Pruna AI has made open source its framework for compressing AI models

European startup Pruna AI, which develops algorithms for compressing AI models, announced that it will make its framework open source on Thursday. The tool allows optimization of neural networks through caching, pruning, quantization and distillation techniques.
How does the Pruna AI framework work?
The Pruna AI framework allows developers to automate model compression, combine different optimization methods and evaluate their impact on model quality.
“If you draw an analogy, we’re doing for compression methods what Hugging Face did for Transformers and diffusion models – standardize invocation, persistence, and loading,” explains Pruna AI co-founder and CTO John Rachwan in an interview with TechCrunch.
Why it matters
Large AI labs like OpenAI are already using distillation to accelerate their models. For example, the GPT-4 Turbo is a simplified and faster version of the GPT-4, and the Flux.1-schnell model was created as a distilled version of Black Forest Labs’ Flux.1.
The distillation method allows extracting knowledge from a large model through a «teacher-student» mechanism. Developers send queries to a powerful model, analyze its responses, and train a more compact neural network that approximates the behavior of the original.
“Usually big companies build these tools inside their ecosystem, and in the open-source environment you only find standalone methods like quantization for LLMs or caching for diffusion models,” Rachwan says. – “Pruna AI brings them all together, making the process simple and easy to use.”

-- Information provided --
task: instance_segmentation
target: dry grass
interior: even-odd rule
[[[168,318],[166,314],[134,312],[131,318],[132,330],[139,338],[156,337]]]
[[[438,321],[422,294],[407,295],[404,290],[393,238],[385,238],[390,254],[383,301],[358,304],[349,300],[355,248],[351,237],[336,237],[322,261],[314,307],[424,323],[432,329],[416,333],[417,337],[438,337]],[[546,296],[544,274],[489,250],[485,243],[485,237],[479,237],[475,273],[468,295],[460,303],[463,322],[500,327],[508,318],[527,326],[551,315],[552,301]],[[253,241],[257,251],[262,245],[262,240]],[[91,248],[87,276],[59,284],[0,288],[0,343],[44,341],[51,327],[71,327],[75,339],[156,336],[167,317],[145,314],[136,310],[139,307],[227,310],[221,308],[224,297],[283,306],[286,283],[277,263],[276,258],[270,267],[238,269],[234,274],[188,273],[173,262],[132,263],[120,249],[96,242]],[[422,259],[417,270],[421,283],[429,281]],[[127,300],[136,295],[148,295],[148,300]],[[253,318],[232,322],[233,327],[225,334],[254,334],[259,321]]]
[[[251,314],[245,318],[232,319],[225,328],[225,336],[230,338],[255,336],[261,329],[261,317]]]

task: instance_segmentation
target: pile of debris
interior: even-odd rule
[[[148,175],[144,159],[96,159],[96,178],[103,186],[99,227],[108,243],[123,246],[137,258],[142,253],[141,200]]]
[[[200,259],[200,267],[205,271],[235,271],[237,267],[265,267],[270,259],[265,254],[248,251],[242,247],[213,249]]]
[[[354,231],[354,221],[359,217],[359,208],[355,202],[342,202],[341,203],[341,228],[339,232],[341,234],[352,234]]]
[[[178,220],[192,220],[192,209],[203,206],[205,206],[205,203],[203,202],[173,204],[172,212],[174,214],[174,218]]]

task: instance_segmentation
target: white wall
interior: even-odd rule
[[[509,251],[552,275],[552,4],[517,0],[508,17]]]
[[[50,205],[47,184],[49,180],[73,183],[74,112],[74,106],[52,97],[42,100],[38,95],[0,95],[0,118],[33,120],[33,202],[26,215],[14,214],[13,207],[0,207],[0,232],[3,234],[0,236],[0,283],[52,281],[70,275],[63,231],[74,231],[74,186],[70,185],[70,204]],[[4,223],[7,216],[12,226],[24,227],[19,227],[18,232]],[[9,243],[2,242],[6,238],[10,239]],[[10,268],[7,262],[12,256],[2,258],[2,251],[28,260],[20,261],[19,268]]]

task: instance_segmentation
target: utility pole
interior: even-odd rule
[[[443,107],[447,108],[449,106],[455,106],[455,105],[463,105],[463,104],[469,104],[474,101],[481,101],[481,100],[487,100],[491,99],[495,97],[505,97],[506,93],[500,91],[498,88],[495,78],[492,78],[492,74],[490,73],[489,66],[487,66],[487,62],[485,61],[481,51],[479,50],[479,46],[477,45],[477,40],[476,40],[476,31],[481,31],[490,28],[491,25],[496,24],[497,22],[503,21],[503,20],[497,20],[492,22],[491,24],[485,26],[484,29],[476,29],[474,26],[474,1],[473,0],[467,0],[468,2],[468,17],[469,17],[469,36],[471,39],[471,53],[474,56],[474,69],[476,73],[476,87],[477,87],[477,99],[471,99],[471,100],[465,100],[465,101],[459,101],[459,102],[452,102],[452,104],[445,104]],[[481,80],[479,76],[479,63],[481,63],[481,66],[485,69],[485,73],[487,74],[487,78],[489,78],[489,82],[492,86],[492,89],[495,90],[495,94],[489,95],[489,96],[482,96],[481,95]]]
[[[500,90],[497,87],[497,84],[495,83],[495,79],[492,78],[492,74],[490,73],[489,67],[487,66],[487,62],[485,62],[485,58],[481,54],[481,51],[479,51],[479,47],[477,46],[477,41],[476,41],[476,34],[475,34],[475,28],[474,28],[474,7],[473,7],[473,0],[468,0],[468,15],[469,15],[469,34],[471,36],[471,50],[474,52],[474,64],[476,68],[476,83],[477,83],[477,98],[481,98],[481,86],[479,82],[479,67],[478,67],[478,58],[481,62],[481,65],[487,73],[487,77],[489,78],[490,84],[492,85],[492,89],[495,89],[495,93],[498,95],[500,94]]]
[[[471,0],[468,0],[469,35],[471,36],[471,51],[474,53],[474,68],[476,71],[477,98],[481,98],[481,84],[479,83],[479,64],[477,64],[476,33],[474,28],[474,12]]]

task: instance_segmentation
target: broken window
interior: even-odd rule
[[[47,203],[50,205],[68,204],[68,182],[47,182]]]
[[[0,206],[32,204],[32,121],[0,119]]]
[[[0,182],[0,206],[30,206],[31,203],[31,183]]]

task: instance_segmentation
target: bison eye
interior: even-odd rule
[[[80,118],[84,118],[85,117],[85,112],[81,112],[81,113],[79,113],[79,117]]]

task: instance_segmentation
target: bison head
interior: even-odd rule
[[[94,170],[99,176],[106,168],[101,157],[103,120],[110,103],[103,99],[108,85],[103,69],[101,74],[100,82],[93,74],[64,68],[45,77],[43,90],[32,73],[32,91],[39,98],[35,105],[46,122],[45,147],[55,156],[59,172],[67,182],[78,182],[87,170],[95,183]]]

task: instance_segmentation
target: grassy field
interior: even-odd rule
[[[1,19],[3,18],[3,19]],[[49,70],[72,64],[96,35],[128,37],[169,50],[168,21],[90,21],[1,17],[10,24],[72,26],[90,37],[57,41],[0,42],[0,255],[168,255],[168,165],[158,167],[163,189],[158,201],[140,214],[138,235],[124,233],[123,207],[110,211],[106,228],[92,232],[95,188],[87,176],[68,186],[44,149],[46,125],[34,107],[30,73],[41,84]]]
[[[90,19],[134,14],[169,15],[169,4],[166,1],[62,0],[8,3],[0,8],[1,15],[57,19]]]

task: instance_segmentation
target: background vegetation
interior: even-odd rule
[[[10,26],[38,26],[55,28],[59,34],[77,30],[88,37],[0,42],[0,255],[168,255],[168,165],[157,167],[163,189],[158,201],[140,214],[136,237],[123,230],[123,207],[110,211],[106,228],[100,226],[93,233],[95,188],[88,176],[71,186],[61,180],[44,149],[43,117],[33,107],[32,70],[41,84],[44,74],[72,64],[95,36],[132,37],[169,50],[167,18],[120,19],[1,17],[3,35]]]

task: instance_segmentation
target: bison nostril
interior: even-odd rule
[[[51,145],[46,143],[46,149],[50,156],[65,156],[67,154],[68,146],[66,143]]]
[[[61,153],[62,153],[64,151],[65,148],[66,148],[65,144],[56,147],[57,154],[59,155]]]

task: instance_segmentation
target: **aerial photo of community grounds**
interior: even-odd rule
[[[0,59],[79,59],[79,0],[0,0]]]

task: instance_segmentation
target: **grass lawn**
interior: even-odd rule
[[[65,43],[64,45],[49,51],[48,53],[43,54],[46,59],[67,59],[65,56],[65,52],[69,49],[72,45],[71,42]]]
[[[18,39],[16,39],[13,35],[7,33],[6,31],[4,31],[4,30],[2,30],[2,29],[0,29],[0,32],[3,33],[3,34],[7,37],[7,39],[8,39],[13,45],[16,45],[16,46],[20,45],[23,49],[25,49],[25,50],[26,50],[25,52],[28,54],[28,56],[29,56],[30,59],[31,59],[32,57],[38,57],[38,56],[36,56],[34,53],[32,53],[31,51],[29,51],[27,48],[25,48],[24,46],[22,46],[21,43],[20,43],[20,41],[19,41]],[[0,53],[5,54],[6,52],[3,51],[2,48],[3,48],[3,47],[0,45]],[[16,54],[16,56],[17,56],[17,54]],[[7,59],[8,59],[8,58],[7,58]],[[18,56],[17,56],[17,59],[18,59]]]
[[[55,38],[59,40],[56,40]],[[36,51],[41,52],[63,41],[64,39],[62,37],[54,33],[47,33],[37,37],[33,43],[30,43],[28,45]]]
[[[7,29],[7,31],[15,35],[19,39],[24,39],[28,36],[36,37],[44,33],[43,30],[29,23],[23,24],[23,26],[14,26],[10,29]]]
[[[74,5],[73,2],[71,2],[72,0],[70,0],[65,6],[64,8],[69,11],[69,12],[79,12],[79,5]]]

-- What the task requires --
Using the text on Pruna AI's open-source framework, explain in one to three sentences why Rachwan says the framework is needed in the open-source environment.

-- Written answer --
Rachwan says big companies usually build such compression tools inside their own ecosystems. The open-source environment offers only standalone methods, like quantization for LLMs or caching for diffusion models. Pruna AI brings these methods together and makes the process simple and easy to use.